What the exercise asks: Please rewrite the items starting at the line that contains "Where can the blue" and ending at the end of the items, changing "stadium seat" to "stadium chair" and keeping everything else the same. Leave the pictures out of your answer.

Recorded information:

-*-*-

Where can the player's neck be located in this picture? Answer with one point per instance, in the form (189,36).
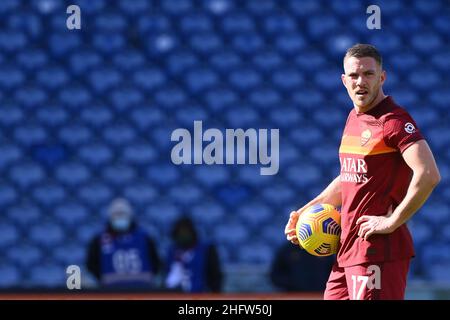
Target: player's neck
(374,103)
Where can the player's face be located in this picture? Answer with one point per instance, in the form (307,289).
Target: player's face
(363,79)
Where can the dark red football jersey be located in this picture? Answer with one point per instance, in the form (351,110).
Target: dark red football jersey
(374,177)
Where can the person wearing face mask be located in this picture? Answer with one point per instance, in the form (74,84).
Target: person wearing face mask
(123,255)
(192,265)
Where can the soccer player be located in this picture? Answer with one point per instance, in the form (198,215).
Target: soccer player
(387,172)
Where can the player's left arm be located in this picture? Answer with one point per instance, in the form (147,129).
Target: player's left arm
(425,177)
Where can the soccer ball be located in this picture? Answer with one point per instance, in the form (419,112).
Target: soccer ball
(318,230)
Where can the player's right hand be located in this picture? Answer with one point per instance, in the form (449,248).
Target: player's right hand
(289,230)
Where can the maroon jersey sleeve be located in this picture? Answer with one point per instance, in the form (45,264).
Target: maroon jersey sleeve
(401,131)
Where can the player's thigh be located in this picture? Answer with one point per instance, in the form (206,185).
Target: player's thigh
(336,288)
(377,281)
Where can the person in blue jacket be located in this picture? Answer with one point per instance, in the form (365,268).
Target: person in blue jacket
(192,265)
(123,255)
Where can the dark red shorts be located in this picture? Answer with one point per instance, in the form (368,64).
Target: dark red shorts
(369,281)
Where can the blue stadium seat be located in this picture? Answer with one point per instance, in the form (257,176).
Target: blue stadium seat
(125,98)
(220,98)
(321,25)
(110,22)
(11,77)
(81,61)
(97,116)
(63,43)
(153,23)
(242,117)
(291,44)
(12,41)
(233,195)
(248,43)
(237,22)
(135,7)
(205,43)
(278,194)
(199,80)
(424,79)
(75,135)
(304,174)
(104,79)
(24,255)
(48,275)
(279,23)
(306,136)
(260,7)
(425,41)
(190,113)
(9,277)
(441,59)
(225,60)
(179,62)
(71,214)
(436,212)
(32,59)
(163,214)
(26,174)
(286,117)
(30,97)
(72,174)
(52,78)
(145,117)
(118,175)
(75,97)
(52,115)
(11,115)
(255,253)
(8,235)
(141,193)
(208,214)
(231,234)
(195,22)
(176,7)
(441,23)
(185,194)
(95,154)
(287,79)
(9,154)
(255,214)
(119,134)
(129,60)
(95,194)
(149,78)
(49,194)
(86,232)
(140,153)
(170,97)
(265,97)
(108,42)
(386,42)
(329,79)
(211,175)
(70,254)
(267,60)
(47,234)
(23,214)
(30,134)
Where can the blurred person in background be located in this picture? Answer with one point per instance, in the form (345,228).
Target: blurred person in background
(123,255)
(192,265)
(294,269)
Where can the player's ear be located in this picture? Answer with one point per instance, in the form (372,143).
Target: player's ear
(383,77)
(343,80)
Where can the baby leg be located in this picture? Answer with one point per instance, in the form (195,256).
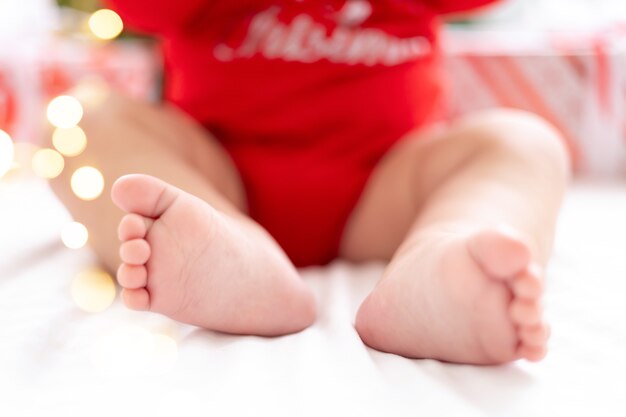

-*-*-

Full solution:
Where can the blue stadium chair be located in this picture? Answer with one point per instance, in the form (257,176).
Target: blue stadium chair
(125,98)
(220,98)
(321,25)
(110,22)
(11,77)
(81,61)
(97,116)
(63,43)
(153,23)
(242,117)
(291,44)
(12,41)
(233,195)
(248,43)
(237,22)
(135,7)
(205,43)
(278,194)
(199,80)
(424,79)
(75,135)
(304,174)
(104,79)
(24,255)
(48,275)
(279,23)
(306,136)
(260,7)
(425,41)
(190,113)
(9,277)
(441,59)
(225,60)
(179,62)
(71,214)
(436,212)
(32,59)
(163,214)
(26,174)
(286,117)
(30,97)
(72,174)
(52,78)
(145,117)
(118,175)
(75,97)
(52,115)
(11,115)
(255,253)
(8,235)
(141,193)
(208,214)
(231,234)
(195,22)
(176,7)
(441,23)
(185,194)
(95,154)
(287,79)
(9,154)
(255,214)
(119,134)
(129,60)
(95,194)
(149,78)
(49,194)
(86,232)
(140,153)
(170,97)
(265,97)
(108,42)
(386,42)
(329,79)
(211,175)
(70,254)
(267,60)
(47,234)
(23,214)
(30,134)
Where can the blurred person in background be located in this picture? Answer with one point per instance, in the form (345,228).
Target: blurred person in background
(123,255)
(192,265)
(294,269)
Where can the player's ear be located in this picture? Answer with one point per instance, in the form (372,143).
Target: player's ear
(383,77)
(343,80)
Where can the baby leg be located in this picture? Answer with one point per instance, in the form (195,256).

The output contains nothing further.